- _GOALS_
**A)** Reproduce the pointing entry below, the one asking for the blue twilight sky, line for line with no changes. Omit the picture from your copy.
**B)** Extend the passage below on North Hills Mall, picking up right after its final sentence.

- _SELECTED PASSAGE_

:::

North Hills Mall's major competition, Northeast Mall (located within a
mile from the center) has announced that it would be undertaking a major
redevelopment that would increase its mall space as well as add up to two
new anchor department stores. Completion is expected sometime in 1999.
Nordstrom's department store has committed to be one of those anchor
stores. Northeast already has four anchor department store tenants.
<PAGE>
In addition to the increased competition from Northeast Mall, over the
last several years a significant number of strip center developments have
been opened within a close proximity to the center. Many of these centers
include large retail "Big Box" tenants that have adversely affected the
center's tenant sales.
North Hills Mall has three anchor department stores, none of which are
owned by the Partnership. The operating agreements that require these
stores to remain open expire in 1999 and 2000. There is no certainty that
any of these stores will continue operations beyond the operating agreement
expiration dates.
The effect of all these conditions is that mall sales have decreased
in recent years and the manager has had difficulty retaining and attracting
typical national or regional tenants. As indicated above, while the
occupancy of the center is 78%, only 65% is occupied by permanent tenants.

:::

- _MATERIAL_
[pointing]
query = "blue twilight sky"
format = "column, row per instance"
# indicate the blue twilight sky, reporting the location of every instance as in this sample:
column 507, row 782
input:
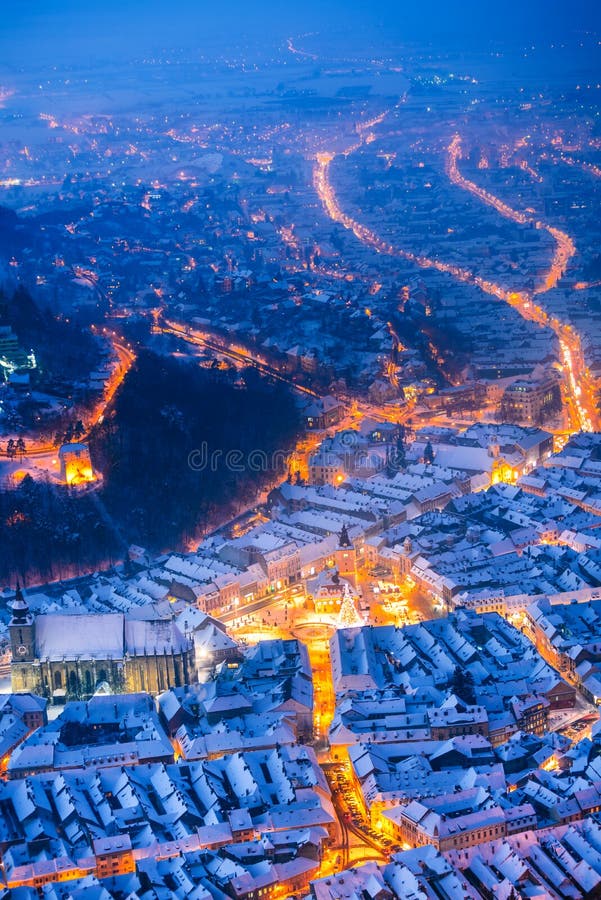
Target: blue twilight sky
column 58, row 30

:::

- _SET OF ANSWERS_
**A)**
[pointing]
query = "blue twilight sky"
format = "column, row per instance"
# indicate the blue twilight sky, reporting the location of every instance as in this sample:
column 507, row 782
input:
Target: blue twilight sky
column 58, row 30

**B)**
The center's operating cash flow has been and will continue to be reduced
due to increased vacancy and lower effective rental rates achieved on re-
leasing vacant space. If the Foley's anchor department store were to close
in 1999 without some form of replacement, it would be very difficult to
lease space in the center.
The Partnership continues to consider alternatives for the
redevelopment of the property to co-exist with the increased competition.
Due to competitive pressures in the marketplace, the Partnership has been
unable to finalize a redevelopment plan to date. The goal is to develop a
plan that will stabilize the center and allow the Partnership to preserve
as much value as possible.
While any redevelopment plan is likely to involve substantial costs,
the Partnership will not make additional investments in the property for a
redevelopment unless it believes that the incremental investment will be
returned with a reasonable profit thereon. There are no assurances that,
even if the Partnership desired to do so, a redevelopment or sale of the
property would occur. In the meantime, the center produces sufficient
operating cash flow to cover the required debt service and provide the
Partnership with a cash return.
As the Partnership had committed to a plan to sell or dispose of the
property, North Hills Mall was classified as held for sale or disposition
as of September 30, 1997, and therefore has not been subject to continued
depreciation beyond such date. The Partnership has recently begun
marketing the property for sale. However, there can be no assurance that a
sale will be consummated.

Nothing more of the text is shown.